§ WHAT THE TASK ASKS
All entries are to be quoted exactly; the images stay out of the copy.

***** INPUT FOR THIS TASK *****

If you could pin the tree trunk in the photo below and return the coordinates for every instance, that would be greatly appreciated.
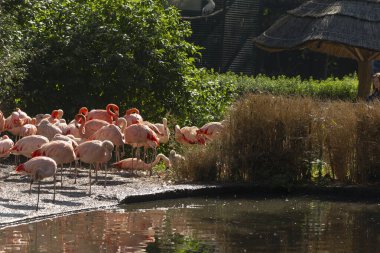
(364, 74)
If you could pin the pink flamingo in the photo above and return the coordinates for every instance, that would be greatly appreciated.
(53, 117)
(25, 146)
(2, 122)
(6, 144)
(138, 164)
(38, 168)
(28, 129)
(60, 151)
(133, 116)
(88, 128)
(138, 135)
(67, 138)
(95, 152)
(110, 114)
(163, 128)
(210, 130)
(113, 134)
(188, 135)
(45, 128)
(12, 121)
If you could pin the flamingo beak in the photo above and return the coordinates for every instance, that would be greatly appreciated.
(20, 168)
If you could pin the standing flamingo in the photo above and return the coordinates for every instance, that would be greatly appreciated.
(133, 116)
(110, 114)
(2, 122)
(67, 138)
(188, 135)
(45, 128)
(94, 152)
(6, 144)
(138, 135)
(210, 130)
(138, 164)
(38, 168)
(88, 128)
(163, 128)
(113, 134)
(28, 129)
(60, 151)
(25, 146)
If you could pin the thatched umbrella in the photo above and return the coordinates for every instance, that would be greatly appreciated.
(343, 28)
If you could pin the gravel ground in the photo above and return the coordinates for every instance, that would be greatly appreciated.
(17, 205)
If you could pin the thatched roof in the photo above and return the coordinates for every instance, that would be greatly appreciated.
(342, 28)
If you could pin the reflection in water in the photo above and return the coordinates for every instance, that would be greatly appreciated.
(207, 225)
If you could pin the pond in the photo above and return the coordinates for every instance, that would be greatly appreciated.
(228, 224)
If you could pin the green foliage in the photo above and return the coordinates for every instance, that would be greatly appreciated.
(331, 88)
(132, 53)
(12, 60)
(211, 96)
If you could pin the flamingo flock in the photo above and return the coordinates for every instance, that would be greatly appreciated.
(47, 141)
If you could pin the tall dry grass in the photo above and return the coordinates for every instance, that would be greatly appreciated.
(277, 140)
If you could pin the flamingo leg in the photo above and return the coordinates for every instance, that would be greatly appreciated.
(30, 187)
(55, 180)
(96, 172)
(61, 175)
(76, 172)
(105, 177)
(89, 178)
(38, 194)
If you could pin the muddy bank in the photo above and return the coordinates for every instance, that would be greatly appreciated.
(17, 206)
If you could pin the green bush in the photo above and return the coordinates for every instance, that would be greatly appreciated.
(13, 55)
(90, 53)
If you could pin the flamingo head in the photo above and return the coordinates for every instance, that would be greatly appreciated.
(80, 118)
(36, 153)
(132, 110)
(153, 137)
(20, 168)
(54, 114)
(118, 164)
(114, 108)
(60, 113)
(83, 111)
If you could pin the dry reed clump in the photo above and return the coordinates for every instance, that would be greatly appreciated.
(268, 138)
(200, 164)
(277, 140)
(336, 126)
(368, 143)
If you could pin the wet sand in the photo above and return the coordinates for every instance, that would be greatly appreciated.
(17, 205)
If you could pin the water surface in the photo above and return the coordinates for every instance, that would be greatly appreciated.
(294, 224)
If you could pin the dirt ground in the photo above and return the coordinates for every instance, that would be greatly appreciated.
(17, 205)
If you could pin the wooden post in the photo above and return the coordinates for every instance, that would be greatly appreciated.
(365, 80)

*****

§ WRITTEN ANSWER
If you could pin the tree trunk in the photo below and return the coordinates for every instance, that would be greatly appreciated.
(364, 74)
If you could pin the pink flamingo in the photo above and return the coordinates for every instance, that would be greatly appreciated.
(53, 117)
(25, 146)
(2, 122)
(6, 144)
(138, 164)
(38, 168)
(28, 129)
(60, 151)
(133, 116)
(88, 128)
(138, 135)
(67, 138)
(95, 152)
(110, 114)
(163, 128)
(210, 130)
(113, 134)
(188, 135)
(45, 128)
(12, 121)
If you could pin the flamingo beak in the photo above and return the coordinates for every instance, that would be greatly appreciated.
(20, 168)
If you could pin the standing flamingo in the photo above and return the coordinates for every instance, that would be greatly appreciated.
(133, 116)
(110, 114)
(2, 122)
(67, 138)
(188, 135)
(45, 128)
(94, 152)
(6, 144)
(138, 135)
(210, 130)
(138, 164)
(38, 168)
(88, 128)
(163, 128)
(113, 134)
(28, 129)
(60, 151)
(25, 146)
If you could pin the thatched umbrella in the photo above and return the coordinates for every instance, that would be greatly appreciated.
(343, 28)
If you could pin the gravel ground in the photo above and return the coordinates for every instance, that would be greatly appreciated.
(17, 205)
If you could pin the thatched roof in the photo above and return the coordinates for every instance, that would be greatly appreciated.
(342, 28)
If you could pin the reflection in water in the photo above and return the coordinates for every instance, that would be greatly appreciated.
(207, 225)
If you could pin the pond in the photo above and return the coordinates for every instance, that would be greatly appreciated.
(228, 224)
If you could pin the green foliage in the photo above and return the coordinates for every instance, that would be greatly appreciated.
(331, 88)
(132, 53)
(12, 60)
(211, 96)
If you could pin the flamingo flock in the photo above and return the coordinates for every instance, that would be greatly appreciated.
(47, 141)
If you could pin the tall dry grass in the photo above and return the coordinates for every instance, that would be greatly appreciated.
(277, 140)
If you could pin the flamingo leg in the photo above and return the coordinates for every instance, that would be greatly appreciated.
(30, 187)
(55, 180)
(96, 172)
(61, 175)
(76, 172)
(105, 177)
(89, 178)
(38, 194)
If you could pin the muddy bank in the photo above and return the coordinates for every instance, that would be greatly appreciated.
(17, 206)
If you could pin the green bush in the photo above and return the coordinates for every instance, that would be greatly appreciated.
(13, 55)
(90, 53)
If you could pin the flamingo head in the photo above and return the coordinates for every instance, that would be greatly appreciated.
(80, 118)
(36, 153)
(132, 110)
(153, 137)
(20, 168)
(54, 114)
(118, 164)
(114, 108)
(60, 113)
(83, 111)
If you could pin the dry reed clump in the photo above and return the coordinates for every instance, that would be greatly appreciated.
(268, 138)
(200, 164)
(277, 140)
(336, 126)
(368, 143)
If you could pin the wet sand in the photo above and return the coordinates for every instance, that would be greatly appreciated.
(17, 205)
If you could pin the water surface in the photo above and return the coordinates for every instance, that would be greatly appreciated.
(294, 224)
If you could pin the dirt ground in the photo above and return the coordinates for every instance, that would be greatly appreciated.
(17, 205)
If you could pin the wooden post in the photo above and return the coordinates for every instance, that would be greatly appreciated.
(365, 80)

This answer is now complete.